December 5, 2013 / 9:37 AM / 5 years ago

China approves Renault's $1.3 billion Dongfeng venture

PARIS/HONG KONG (Reuters) - Renault (RENA.PA) has won approval from Beijing authorities to begin Chinese production in a $1.3 billion joint venture with Dongfeng Motor Group (0489.HK), the carmakers said on Thursday.

The Renault automaker company logo is displayed outside a car dealership in Bordeaux, Southwestern France, March 1,2013. REUTERS/Regis Duvignau

The green light activates long-standing plans by the French carmaker to introduce its own locally assembled models in China, building on the presence of alliance partner Nissan (7201.T) and its existing venture with Dongfeng.

The 50-50 partnership “will allow Renault to deploy its ambitious strategy in the world’s largest automotive market”, the French company said in a statement.

■ **Directives**
1. Answer these questions from the Renault–Dongfeng article:
(a) What is the dollar value of the joint venture?
(b) Which alliance partner of Renault already has a presence in China?
(c) How is ownership of the partnership split?
2. From the Renault–Dongfeng article, output the passage that opens with the words containing "China approves Renault's" and closes with "venture with Dongfeng.", copied word for word.
3. Finish out the next part of the Renault–Dongfeng article, picking up after its last sentence.
None of the data that comes next is needed.

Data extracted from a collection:
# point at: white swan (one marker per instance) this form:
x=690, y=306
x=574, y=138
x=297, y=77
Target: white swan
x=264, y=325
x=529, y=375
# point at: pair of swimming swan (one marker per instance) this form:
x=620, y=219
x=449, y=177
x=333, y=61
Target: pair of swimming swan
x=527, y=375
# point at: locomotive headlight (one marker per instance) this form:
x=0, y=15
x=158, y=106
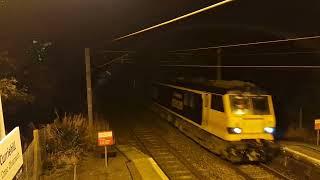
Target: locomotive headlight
x=269, y=130
x=234, y=130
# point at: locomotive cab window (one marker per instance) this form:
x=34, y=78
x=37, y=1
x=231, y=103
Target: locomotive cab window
x=217, y=103
x=260, y=105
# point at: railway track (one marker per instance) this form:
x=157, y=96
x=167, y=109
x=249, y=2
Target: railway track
x=175, y=166
x=169, y=160
x=260, y=171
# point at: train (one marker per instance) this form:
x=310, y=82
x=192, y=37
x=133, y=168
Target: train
x=233, y=119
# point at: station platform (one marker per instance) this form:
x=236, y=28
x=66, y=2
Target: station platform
x=302, y=151
x=129, y=163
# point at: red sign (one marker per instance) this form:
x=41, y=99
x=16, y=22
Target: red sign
x=105, y=138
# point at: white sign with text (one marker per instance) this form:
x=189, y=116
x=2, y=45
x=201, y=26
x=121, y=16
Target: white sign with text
x=11, y=158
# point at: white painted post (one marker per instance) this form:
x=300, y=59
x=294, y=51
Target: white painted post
x=219, y=73
x=2, y=126
x=318, y=137
x=89, y=89
x=300, y=117
x=106, y=156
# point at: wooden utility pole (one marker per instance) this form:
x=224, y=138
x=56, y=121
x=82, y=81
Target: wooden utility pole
x=219, y=76
x=2, y=126
x=89, y=89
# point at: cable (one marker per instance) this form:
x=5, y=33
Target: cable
x=174, y=20
x=232, y=66
x=275, y=53
x=249, y=44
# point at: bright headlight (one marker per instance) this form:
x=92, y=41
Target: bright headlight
x=269, y=130
x=234, y=130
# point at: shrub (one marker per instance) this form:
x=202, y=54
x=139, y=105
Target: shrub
x=67, y=140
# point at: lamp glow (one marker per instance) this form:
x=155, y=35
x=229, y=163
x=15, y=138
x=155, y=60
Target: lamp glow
x=269, y=130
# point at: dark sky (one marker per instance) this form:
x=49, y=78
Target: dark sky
x=96, y=22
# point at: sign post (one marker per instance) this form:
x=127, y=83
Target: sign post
x=317, y=128
x=2, y=127
x=11, y=154
x=105, y=138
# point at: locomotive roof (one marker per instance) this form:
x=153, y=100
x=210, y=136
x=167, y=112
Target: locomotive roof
x=219, y=86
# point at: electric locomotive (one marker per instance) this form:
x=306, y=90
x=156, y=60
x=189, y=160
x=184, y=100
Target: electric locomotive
x=233, y=119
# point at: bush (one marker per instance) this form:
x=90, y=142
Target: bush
x=67, y=140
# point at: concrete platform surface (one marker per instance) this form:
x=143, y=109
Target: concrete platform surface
x=93, y=168
x=310, y=153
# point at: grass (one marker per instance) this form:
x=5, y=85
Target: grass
x=67, y=141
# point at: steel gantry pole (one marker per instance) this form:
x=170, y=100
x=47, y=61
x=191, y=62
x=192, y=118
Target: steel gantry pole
x=89, y=88
x=219, y=73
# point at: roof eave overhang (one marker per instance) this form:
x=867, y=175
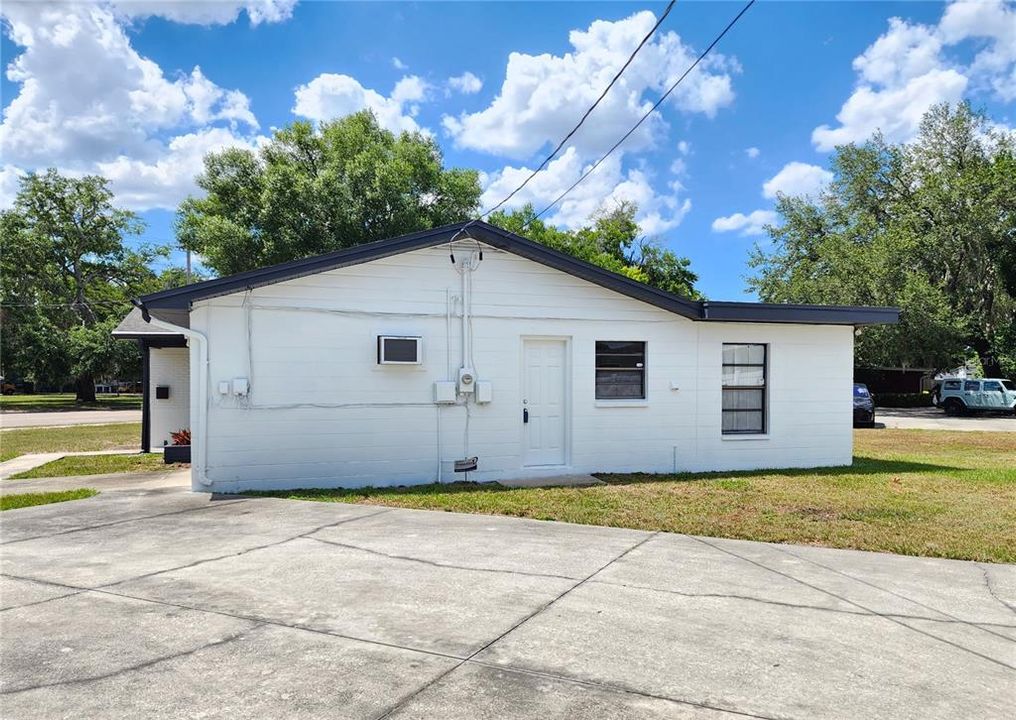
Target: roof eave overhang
x=180, y=299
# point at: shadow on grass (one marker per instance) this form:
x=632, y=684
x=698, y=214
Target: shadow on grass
x=861, y=466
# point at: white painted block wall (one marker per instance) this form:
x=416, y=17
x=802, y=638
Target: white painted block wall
x=322, y=412
x=169, y=366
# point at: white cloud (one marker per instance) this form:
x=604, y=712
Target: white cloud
x=604, y=189
x=168, y=178
x=331, y=95
x=543, y=95
x=752, y=223
x=466, y=83
x=203, y=12
x=797, y=179
x=9, y=177
x=906, y=71
x=86, y=100
x=996, y=21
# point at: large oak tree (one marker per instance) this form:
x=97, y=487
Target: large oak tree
x=67, y=279
x=928, y=225
x=311, y=190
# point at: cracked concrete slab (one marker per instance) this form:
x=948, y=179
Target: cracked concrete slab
x=101, y=511
x=888, y=584
x=19, y=593
x=484, y=541
x=49, y=646
x=684, y=566
x=316, y=585
x=224, y=609
x=151, y=544
x=479, y=693
x=229, y=669
x=761, y=659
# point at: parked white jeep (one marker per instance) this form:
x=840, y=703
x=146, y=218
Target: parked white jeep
x=959, y=395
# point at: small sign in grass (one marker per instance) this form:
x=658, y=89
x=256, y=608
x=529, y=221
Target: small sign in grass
x=27, y=500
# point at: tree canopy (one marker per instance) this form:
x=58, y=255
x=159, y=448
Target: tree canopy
x=67, y=279
x=929, y=226
x=614, y=242
x=309, y=191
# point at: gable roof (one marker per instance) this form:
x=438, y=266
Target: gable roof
x=180, y=299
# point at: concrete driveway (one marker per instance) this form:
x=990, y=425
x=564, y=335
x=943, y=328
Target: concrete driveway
x=61, y=418
x=163, y=603
x=934, y=418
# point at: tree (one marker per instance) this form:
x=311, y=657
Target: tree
x=614, y=242
x=928, y=225
x=307, y=192
x=66, y=280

■ **Task answers**
1.
(a) $1.3 billion
(b) Nissan
(c) 50-50

2.
China approves Renault's $1.3 billion Dongfeng venture

PARIS/HONG KONG (Reuters) - Renault (RENA.PA) has won approval from Beijing authorities to begin Chinese production in a $1.3 billion joint venture with Dongfeng Motor Group (0489.HK), the carmakers said on Thursday.

The Renault automaker company logo is displayed outside a car dealership in Bordeaux, Southwestern France, March 1,2013. REUTERS/Regis Duvignau

The green light activates long-standing plans by the French carmaker to introduce its own locally assembled models in China, building on the presence of alliance partner Nissan (7201.T) and its existing venture with Dongfeng.

3.
Renault is a latecomer to China, where fast-growing demand for cars has helped peers including PSA Peugeot Citroen (PEUP.PA) and Volkswagen (VOWG_p.DE) to offset some of the lost sales during a six-year European market slump.

A total of 19.3 million vehicles were sold in China in 2012, against about 14.4 billion in Europe.

To build a Chinese presence for the Renault brand, Chief Executive Carlos Ghosn has been forced so far to rely on imports from the Renault Samsung Motors division in South Korea, led by its Koleos sport utility vehicle (SUV).

The rubber stamp from China’s National Development and Reform Commission comes more than nine years after Renault and Dongfeng first announced plans for a joint venture.

The latest delay in winning final approval - which Renault had previously expected by the end of 2012 - means that production is unlikely to start before late 2016.

The new venture is good news for Renault’s growth prospects but could complicate efforts by ailing French rival Peugeot to expand its own partnership with Dongfeng.


“We struggle to see how a tighter relationship with Renault will help Peugeot in its negotiations for a deeper alliance,” Barclays analyst Kristina Church said.

“The agreement sends a positive signal to the market in terms of Renault’s expansion plans in China.”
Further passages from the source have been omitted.